> [Data excerpts]
■ ■ ■ ■ ■ ■ ■

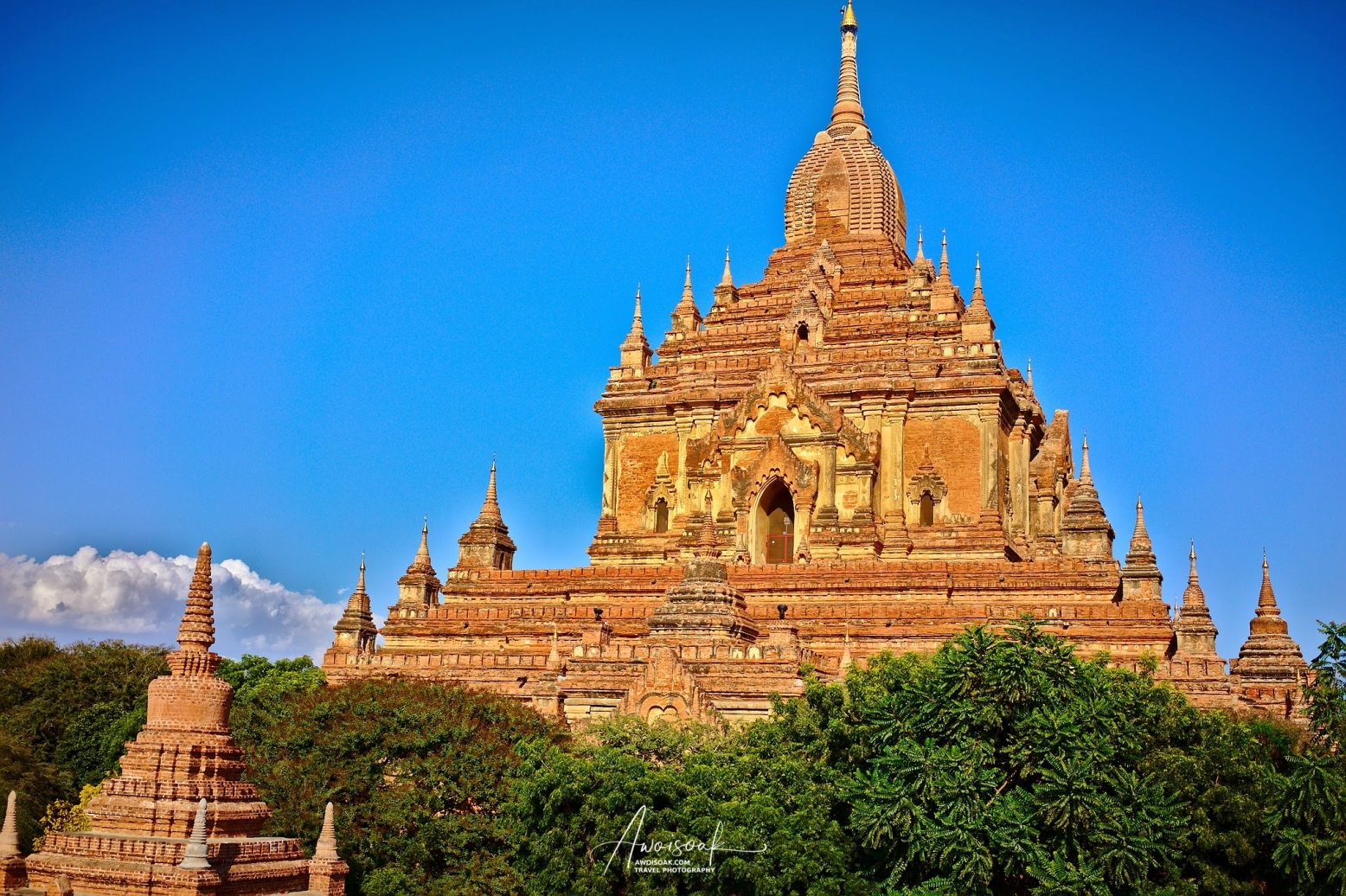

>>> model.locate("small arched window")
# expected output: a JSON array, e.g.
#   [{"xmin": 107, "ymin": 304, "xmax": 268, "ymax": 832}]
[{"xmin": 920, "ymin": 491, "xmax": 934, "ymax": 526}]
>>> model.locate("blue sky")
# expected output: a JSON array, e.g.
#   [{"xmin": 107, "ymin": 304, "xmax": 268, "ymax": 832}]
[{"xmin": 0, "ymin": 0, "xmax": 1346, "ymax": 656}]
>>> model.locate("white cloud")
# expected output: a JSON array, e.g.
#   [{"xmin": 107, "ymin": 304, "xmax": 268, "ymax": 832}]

■ ■ ■ ■ ■ ■ ■

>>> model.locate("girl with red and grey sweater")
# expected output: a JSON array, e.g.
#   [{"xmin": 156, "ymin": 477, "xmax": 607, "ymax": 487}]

■ ■ ■ ■ ■ ■ ■

> [Aim]
Report how many lines in the rows above contain the string "model". Give only the number.

> [Written response]
4